___ Extracted information

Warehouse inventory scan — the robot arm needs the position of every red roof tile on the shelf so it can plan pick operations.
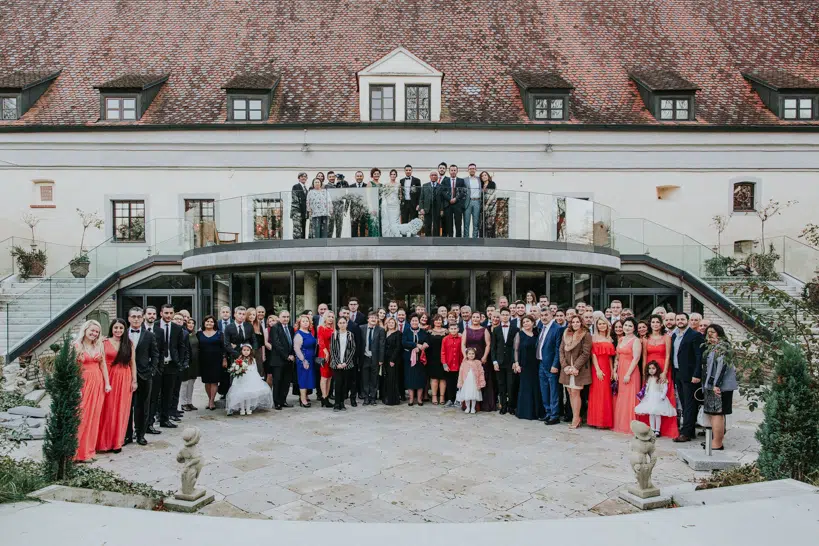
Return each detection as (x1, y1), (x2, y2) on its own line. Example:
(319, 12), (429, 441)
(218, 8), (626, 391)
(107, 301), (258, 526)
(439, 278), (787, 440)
(0, 0), (819, 126)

______

Please pick out each line in the records above that contains the word "scan" and copy those lines in full.

### [Response to this exercise]
Warehouse inventory scan — the robot arm needs the position of every red roof tile on the shelf so it can plan pick operations.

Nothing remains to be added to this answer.